> **Exercise**:
A word-for-word copy of every entry below is required; the images do not belong in it.

___ Record set

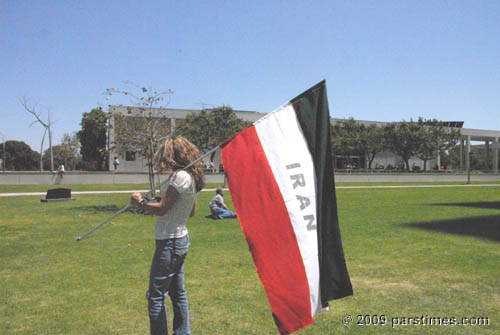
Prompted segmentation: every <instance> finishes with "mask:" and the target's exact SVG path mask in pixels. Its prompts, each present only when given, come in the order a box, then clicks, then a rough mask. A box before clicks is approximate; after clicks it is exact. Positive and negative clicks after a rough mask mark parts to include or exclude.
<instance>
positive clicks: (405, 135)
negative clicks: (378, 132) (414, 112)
mask: <svg viewBox="0 0 500 335" xmlns="http://www.w3.org/2000/svg"><path fill="white" fill-rule="evenodd" d="M384 133H385V138H386V140H387V146H388V148H389V150H390V151H392V153H394V154H396V155H398V156H399V157H401V159H402V160H403V162H404V163H405V166H406V170H407V171H410V164H409V160H410V158H411V157H413V156H415V155H416V154H418V153H419V150H420V148H421V147H422V143H423V141H424V138H423V135H422V127H421V125H420V124H419V123H418V122H413V121H412V120H411V119H410V121H409V122H407V121H401V122H398V123H391V124H389V125H387V126H385V127H384Z"/></svg>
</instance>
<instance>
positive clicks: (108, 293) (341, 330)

______

> **Response area**:
Prompted segmentation: every <instance> finishes with "mask:" and the target's exact SVG path mask in pixels. Its prompts, each present only when given, come in the order a box, then clicks, then a rough mask. A box before clicks is approximate; after clicks it is exact. Positive and negative clicks after a rough mask mark parts to include or exclude.
<instance>
positive clicks: (405, 135)
negative clicks: (378, 132) (414, 112)
mask: <svg viewBox="0 0 500 335" xmlns="http://www.w3.org/2000/svg"><path fill="white" fill-rule="evenodd" d="M384 133H385V138H386V140H387V146H388V148H389V150H390V151H392V153H394V154H396V155H398V156H399V157H401V159H402V160H403V162H404V163H405V166H406V170H407V171H410V164H409V160H410V158H411V157H413V156H415V155H416V154H418V153H419V150H420V148H421V147H422V143H423V141H424V138H423V135H422V127H421V125H420V124H419V123H418V122H413V121H412V120H411V119H410V121H409V122H407V121H401V122H398V123H391V124H389V125H387V126H385V127H384Z"/></svg>
</instance>
<instance>
positive clicks: (108, 293) (341, 330)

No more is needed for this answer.